** Required work **
Beginning with the line that mentions "y=274, one point per instance.", reproduce every line through the last line of the entries, exactly, and only those.

** Data under study **
******

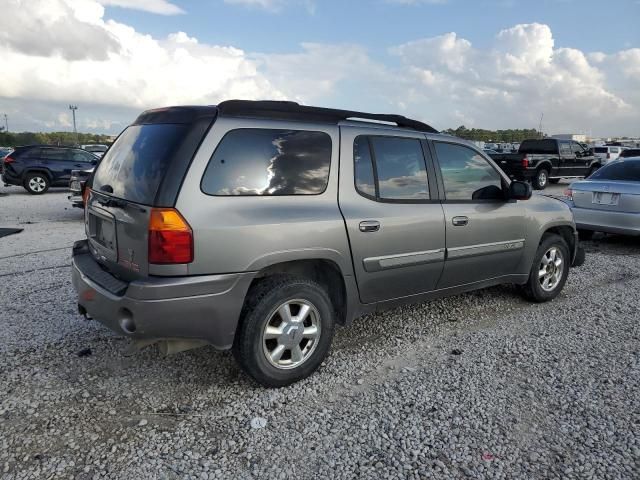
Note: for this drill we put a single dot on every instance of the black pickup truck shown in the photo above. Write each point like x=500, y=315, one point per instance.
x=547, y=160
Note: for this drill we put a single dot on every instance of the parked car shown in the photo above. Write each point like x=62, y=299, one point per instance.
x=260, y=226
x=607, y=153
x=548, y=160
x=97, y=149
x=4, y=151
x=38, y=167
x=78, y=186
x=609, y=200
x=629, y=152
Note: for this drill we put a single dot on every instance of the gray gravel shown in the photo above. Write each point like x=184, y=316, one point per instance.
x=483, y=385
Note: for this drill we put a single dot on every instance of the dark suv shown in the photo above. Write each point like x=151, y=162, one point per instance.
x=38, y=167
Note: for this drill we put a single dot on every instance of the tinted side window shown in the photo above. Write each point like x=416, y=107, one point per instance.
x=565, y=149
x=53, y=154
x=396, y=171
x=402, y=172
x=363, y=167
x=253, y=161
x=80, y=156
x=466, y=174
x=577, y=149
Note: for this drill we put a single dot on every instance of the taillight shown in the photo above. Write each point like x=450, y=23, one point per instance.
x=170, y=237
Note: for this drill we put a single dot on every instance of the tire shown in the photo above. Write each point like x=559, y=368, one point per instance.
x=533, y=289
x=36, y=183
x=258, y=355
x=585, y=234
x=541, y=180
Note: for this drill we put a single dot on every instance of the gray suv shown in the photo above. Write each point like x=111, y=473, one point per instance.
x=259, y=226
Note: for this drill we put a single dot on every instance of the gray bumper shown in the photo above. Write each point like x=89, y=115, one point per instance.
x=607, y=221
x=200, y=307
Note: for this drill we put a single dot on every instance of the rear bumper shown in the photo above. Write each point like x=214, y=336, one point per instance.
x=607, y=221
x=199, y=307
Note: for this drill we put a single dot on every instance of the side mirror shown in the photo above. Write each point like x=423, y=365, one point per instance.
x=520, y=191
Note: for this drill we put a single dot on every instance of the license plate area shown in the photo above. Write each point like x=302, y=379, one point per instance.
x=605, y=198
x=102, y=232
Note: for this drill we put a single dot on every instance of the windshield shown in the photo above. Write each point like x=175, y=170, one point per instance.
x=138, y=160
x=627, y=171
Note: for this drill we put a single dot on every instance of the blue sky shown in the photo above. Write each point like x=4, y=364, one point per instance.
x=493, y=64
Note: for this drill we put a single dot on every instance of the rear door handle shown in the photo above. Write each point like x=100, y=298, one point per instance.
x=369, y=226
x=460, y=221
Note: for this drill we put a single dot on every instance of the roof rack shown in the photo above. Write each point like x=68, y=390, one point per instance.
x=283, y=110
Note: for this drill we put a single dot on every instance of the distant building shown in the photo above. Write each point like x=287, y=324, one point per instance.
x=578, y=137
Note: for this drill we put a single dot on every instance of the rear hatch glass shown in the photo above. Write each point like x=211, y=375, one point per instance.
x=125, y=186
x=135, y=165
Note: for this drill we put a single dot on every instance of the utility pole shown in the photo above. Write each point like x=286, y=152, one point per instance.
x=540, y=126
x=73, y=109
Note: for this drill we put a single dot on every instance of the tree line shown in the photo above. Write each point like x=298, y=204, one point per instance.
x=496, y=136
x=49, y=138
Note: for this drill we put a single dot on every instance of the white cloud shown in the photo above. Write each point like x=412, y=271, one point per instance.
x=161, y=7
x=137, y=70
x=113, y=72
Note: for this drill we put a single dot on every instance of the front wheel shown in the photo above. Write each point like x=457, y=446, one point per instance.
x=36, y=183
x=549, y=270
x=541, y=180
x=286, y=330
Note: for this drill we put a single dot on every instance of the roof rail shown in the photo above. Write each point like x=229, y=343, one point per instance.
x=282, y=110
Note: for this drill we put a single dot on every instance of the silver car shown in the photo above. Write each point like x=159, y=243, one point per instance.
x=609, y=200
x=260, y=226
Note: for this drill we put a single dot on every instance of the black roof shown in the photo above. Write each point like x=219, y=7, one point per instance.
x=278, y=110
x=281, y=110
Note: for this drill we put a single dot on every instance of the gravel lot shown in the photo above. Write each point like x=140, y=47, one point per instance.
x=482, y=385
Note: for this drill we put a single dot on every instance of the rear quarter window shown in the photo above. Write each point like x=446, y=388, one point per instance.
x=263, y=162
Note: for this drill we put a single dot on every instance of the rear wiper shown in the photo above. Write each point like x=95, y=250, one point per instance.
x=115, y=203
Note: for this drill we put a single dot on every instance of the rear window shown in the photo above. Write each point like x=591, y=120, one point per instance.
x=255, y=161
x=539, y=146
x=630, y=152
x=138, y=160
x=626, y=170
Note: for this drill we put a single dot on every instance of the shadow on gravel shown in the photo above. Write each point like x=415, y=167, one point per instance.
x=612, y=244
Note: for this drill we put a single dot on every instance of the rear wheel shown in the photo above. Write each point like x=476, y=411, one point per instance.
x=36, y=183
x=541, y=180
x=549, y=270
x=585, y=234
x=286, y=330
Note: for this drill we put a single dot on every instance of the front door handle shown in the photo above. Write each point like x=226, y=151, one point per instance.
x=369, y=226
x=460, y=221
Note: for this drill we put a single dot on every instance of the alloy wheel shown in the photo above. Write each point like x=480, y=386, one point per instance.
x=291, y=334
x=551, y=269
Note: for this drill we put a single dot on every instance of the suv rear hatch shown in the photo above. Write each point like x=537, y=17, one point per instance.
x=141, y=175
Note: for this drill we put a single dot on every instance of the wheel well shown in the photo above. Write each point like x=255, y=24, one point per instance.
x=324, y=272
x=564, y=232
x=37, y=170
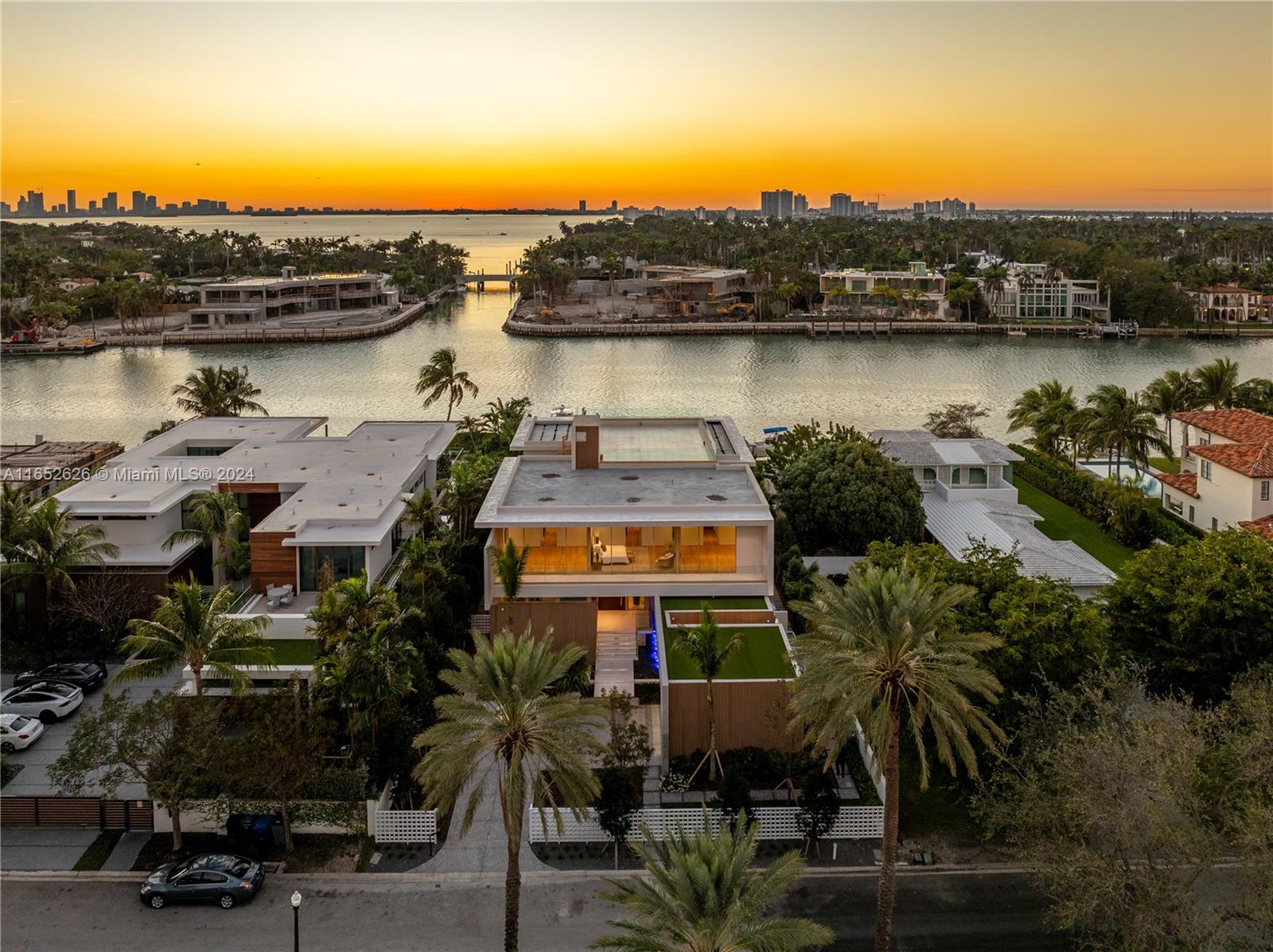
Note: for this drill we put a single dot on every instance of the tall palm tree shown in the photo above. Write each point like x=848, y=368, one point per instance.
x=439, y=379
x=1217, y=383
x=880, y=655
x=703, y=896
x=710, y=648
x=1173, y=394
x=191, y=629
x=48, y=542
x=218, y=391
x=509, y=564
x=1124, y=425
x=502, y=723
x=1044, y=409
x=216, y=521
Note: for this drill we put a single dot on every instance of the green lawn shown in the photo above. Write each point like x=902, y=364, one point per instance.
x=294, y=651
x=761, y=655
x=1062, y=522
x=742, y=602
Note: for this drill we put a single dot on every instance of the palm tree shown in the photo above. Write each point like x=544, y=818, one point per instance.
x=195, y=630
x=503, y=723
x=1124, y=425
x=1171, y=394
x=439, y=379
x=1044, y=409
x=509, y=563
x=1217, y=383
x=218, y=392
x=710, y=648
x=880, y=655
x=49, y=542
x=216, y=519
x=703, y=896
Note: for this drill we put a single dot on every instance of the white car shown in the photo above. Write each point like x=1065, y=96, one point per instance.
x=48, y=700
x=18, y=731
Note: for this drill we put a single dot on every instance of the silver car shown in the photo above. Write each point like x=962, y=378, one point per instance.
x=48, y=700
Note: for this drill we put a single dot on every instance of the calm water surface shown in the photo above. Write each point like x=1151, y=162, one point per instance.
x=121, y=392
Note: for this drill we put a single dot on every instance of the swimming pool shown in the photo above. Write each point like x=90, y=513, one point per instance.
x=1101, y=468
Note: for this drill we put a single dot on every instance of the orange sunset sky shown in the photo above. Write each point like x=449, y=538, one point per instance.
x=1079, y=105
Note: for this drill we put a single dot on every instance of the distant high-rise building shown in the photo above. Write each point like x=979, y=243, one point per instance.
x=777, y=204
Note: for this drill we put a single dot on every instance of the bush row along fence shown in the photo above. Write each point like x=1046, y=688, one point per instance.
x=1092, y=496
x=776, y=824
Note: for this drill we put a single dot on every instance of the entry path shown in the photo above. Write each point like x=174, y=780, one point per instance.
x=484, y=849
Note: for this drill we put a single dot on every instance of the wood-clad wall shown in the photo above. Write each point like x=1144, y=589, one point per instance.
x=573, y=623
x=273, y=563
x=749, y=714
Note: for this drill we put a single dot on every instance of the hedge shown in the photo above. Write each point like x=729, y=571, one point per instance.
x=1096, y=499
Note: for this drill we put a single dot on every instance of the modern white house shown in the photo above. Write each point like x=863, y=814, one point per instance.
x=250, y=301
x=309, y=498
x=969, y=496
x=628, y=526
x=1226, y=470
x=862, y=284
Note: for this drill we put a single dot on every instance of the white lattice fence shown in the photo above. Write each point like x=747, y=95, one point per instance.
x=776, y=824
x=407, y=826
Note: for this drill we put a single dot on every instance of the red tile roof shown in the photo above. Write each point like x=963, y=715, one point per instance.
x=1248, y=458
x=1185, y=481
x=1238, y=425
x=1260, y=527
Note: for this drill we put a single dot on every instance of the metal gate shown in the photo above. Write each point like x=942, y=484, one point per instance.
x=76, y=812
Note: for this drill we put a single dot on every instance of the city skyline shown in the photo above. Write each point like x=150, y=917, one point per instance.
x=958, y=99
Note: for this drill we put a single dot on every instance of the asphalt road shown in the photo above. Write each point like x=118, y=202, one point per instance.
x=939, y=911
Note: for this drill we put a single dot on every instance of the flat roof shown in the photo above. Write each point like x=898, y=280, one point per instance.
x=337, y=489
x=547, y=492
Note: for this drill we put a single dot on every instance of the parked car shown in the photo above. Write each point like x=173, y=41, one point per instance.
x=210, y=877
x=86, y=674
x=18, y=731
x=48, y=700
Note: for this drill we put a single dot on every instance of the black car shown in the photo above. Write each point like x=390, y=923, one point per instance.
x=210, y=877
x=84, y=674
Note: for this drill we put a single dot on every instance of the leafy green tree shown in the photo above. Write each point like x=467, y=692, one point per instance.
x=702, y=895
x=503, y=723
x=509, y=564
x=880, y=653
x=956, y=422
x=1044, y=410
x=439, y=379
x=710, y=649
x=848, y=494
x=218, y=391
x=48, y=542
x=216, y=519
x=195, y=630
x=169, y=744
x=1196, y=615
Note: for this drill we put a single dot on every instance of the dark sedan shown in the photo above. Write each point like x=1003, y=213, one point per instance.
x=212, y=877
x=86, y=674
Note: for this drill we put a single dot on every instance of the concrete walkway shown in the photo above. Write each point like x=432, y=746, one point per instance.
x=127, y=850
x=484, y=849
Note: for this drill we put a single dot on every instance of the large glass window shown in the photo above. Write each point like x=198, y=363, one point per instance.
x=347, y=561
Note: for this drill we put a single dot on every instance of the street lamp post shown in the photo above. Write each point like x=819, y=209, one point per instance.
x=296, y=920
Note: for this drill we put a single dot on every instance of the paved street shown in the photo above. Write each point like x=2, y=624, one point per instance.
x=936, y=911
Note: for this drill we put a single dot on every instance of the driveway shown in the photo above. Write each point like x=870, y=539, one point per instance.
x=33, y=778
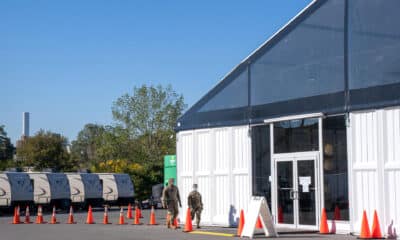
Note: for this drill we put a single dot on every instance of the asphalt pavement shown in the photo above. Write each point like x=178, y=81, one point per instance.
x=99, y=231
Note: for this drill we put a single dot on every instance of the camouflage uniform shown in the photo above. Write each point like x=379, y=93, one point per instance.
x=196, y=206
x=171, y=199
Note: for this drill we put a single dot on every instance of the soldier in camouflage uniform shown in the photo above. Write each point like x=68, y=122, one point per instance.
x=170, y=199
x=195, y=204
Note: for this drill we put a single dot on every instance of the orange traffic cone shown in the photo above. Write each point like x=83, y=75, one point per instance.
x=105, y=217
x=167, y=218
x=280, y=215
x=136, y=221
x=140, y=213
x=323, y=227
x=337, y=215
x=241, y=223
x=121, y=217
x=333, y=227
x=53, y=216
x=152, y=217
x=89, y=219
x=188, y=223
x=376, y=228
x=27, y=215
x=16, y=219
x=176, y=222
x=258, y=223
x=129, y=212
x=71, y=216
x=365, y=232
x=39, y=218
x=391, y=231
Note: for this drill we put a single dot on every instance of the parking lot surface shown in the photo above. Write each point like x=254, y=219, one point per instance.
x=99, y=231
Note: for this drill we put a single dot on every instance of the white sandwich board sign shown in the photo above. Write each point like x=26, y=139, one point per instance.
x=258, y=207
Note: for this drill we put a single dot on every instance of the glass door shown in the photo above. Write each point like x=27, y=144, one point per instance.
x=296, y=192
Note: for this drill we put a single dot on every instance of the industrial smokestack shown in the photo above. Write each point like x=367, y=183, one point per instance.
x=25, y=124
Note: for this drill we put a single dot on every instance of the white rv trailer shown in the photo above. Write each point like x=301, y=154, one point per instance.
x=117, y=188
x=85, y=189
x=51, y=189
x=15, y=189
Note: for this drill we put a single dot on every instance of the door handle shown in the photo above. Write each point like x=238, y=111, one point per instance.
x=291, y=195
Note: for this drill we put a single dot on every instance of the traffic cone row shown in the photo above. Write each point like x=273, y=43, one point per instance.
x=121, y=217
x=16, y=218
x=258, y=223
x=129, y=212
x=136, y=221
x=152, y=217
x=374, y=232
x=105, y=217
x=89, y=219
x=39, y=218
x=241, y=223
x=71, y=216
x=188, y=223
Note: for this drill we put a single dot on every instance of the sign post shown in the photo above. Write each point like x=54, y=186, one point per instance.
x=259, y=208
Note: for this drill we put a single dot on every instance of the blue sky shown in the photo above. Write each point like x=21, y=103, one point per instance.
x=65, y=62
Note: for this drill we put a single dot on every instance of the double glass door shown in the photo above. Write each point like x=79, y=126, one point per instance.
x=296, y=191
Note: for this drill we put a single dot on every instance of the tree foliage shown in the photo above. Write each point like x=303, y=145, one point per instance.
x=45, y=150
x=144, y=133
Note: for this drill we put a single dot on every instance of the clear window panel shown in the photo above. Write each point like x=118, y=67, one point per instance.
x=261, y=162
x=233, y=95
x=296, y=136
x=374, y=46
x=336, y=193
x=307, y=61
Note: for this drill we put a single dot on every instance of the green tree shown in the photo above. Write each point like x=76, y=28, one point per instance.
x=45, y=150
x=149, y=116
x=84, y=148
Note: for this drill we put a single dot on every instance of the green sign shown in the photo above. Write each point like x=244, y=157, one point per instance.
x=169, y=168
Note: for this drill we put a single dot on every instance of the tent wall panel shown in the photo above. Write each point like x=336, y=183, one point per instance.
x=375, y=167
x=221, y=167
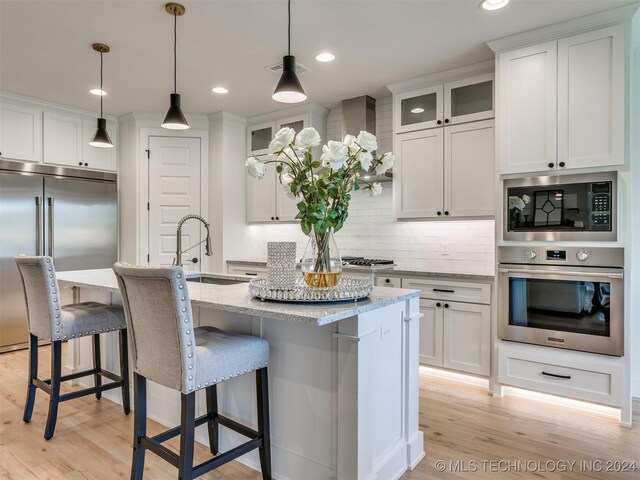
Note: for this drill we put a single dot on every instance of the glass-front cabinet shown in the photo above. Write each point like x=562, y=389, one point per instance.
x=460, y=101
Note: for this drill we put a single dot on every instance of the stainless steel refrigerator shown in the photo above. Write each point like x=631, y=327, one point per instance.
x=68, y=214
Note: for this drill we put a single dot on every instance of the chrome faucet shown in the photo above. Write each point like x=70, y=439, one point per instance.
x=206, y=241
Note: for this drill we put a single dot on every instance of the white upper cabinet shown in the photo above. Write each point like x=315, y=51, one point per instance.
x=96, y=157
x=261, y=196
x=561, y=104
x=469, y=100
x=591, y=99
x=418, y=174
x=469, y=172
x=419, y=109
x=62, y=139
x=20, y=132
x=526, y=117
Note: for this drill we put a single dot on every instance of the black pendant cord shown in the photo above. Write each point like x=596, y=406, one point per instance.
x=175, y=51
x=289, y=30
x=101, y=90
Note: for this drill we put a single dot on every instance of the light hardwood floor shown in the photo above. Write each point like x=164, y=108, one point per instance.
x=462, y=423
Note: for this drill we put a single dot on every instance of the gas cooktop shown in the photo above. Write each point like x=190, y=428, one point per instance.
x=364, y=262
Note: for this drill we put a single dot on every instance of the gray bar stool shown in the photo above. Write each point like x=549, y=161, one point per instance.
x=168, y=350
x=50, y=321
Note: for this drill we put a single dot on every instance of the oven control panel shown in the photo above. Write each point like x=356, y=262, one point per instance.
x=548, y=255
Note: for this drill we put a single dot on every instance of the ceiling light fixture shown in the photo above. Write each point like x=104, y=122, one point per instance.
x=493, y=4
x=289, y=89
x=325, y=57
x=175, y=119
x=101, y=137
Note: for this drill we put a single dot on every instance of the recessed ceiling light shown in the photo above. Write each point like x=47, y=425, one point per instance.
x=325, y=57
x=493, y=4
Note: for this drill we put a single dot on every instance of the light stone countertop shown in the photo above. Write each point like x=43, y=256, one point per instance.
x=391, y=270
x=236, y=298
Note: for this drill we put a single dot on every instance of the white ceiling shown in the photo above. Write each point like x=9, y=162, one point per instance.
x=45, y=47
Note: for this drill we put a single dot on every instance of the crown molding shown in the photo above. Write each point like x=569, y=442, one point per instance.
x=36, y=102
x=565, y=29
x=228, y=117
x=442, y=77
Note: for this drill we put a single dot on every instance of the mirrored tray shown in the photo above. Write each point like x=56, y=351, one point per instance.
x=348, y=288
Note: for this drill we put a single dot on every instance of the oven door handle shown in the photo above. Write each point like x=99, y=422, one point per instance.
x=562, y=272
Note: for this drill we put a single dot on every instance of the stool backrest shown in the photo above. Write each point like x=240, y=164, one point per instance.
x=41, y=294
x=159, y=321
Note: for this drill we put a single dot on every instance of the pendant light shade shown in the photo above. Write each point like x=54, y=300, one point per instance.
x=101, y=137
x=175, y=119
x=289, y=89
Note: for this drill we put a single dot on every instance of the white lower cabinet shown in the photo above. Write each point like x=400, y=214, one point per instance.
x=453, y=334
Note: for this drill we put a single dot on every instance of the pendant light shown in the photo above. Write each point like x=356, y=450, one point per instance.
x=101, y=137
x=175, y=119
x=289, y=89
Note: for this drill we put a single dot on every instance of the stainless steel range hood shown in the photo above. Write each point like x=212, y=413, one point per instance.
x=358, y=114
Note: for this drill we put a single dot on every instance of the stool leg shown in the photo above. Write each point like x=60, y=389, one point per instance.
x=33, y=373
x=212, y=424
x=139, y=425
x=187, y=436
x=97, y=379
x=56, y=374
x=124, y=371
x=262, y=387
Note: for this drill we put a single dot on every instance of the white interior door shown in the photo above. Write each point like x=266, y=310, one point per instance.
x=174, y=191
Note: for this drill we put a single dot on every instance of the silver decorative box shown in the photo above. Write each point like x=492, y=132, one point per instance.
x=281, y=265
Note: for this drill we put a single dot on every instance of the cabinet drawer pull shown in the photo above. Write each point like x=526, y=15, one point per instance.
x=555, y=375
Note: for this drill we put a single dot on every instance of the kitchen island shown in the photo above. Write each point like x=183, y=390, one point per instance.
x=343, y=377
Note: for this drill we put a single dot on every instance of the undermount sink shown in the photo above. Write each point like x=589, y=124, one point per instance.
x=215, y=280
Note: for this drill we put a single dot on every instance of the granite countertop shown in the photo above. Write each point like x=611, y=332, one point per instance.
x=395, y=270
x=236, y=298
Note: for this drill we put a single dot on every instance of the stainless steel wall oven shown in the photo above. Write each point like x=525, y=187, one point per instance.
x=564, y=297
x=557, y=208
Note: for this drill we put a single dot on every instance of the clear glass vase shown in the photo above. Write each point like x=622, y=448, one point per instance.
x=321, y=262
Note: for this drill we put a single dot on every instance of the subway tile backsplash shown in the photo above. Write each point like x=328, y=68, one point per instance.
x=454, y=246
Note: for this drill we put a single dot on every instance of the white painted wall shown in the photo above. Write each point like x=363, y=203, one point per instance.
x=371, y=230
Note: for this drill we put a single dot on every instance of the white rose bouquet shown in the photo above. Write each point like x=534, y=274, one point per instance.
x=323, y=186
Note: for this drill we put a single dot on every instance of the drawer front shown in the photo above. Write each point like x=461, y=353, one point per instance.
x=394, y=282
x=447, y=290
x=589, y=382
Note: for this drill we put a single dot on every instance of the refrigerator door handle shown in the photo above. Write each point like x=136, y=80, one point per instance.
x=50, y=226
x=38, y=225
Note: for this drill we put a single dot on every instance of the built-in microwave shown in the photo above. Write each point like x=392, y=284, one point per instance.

******

** Reply **
Note: for this drill we put a single dot on every instance of the white rose bouquet shown in the photo above. Write each point like x=534, y=274, one point per instance.
x=323, y=186
Note: for this drill we put a single dot on every instance of the drawer front shown in the photo above. Write each point like x=461, y=353, one point per instance.
x=394, y=282
x=447, y=290
x=589, y=382
Note: for this drill we put a single dot on every instance of the refrigerator door handle shown in the photo above. Write each point like x=136, y=80, one point per instance.
x=50, y=226
x=38, y=225
Note: for this drill we put a single dot on every instance of the built-in microwave shown in the photo above. Write each point like x=392, y=284, one point per instance.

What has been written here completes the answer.